Supplied passage:
──────
Significance. If the empirical result and the learnability of the identity hold without hidden multi-step effects, the work would be significant for simplifying generative modeling pipelines by enabling high-quality one-step sampling from scratch. This could reduce inference cost and influence future designs of flow-based models. The self-contained training protocol, if verified, is a clear strength.

major comments (2)

[Abstract] Abstract: The central empirical claim of FID=3.43 (1-NFE, ImageNet 256x256, trained from scratch) is presented with no experimental details, training protocol, baselines, error bars, or ablation studies. This is load-bearing for the outperformance assertion and prevents verification of whether the derived identity alone suffices.
[Method] Method section (identity derivation): The identity relating average velocity to instantaneous velocity is used to guide training, but the manuscript does not demonstrate that this identity remains exact (or sufficiently accurate) under neural-network approximation, finite discretization of the time integral, and optimization in high-dimensional discrete data. If the identity only holds in the continuous limit, the 1-NFE sampler may not recover high-fidelity samples as claimed.

minor comments (2)

[Abstract] The abstract would be clearer if it briefly stated the form of the training objective or the key identity equation.
[Method] Notation for average vs. instantaneous velocity should be introduced with explicit equations early in the method section to avoid ambiguity.

Simulated Author's Rebuttal

2 responses · 0 unresolved

Thank you for the constructive feedback on our manuscript. We address the major comments below, providing clarifications and indicating where revisions will be made to strengthen the paper.

read point-by-point responses

Referee: [Abstract] Abstract: The central empirical claim of FID=3.43 (1-NFE, ImageNet 256x256, trained from scratch) is presented with no experimental details, training protocol, baselines, error bars, or ablation studies. This is load-bearing for the outperformance assertion and prevents verification of whether the derived identity alone suffices.
──────
Render this sentence from the review excerpt above in Spanish: "This could reduce inference cost and influence future designs of flow-based models."

Supplied material:
──────
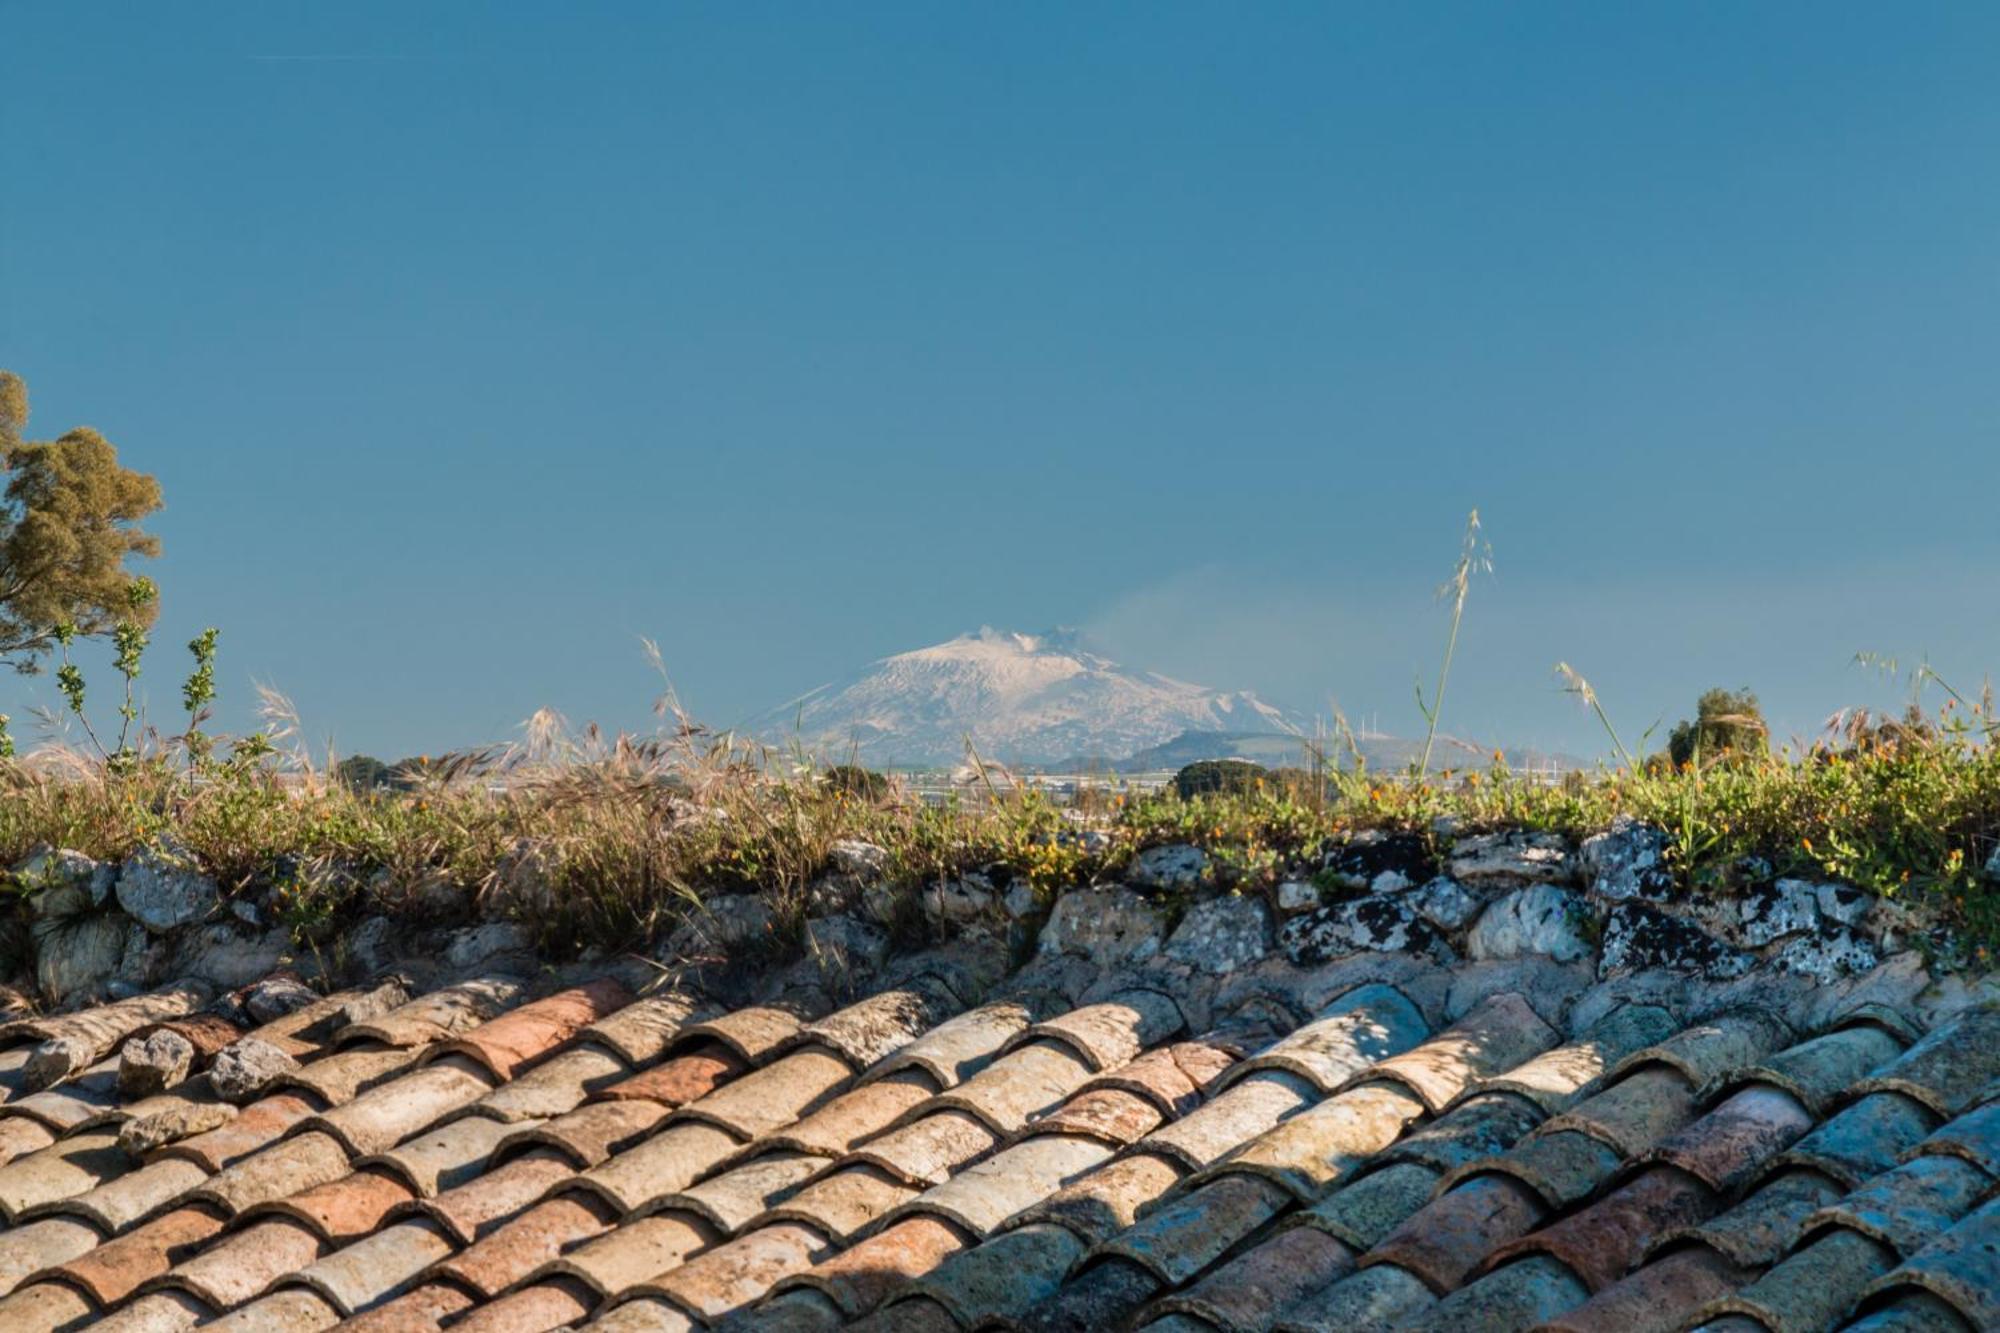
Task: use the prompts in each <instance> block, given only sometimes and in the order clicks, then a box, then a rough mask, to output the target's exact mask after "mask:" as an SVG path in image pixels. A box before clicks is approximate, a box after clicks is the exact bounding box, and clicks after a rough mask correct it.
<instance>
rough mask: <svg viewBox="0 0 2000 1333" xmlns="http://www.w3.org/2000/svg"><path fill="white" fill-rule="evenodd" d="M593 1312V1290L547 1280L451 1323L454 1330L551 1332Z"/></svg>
──────
Result of this exercise:
Esto podría reducir el costo de inferencia e influir en los diseños futuros de modelos basados en flujos.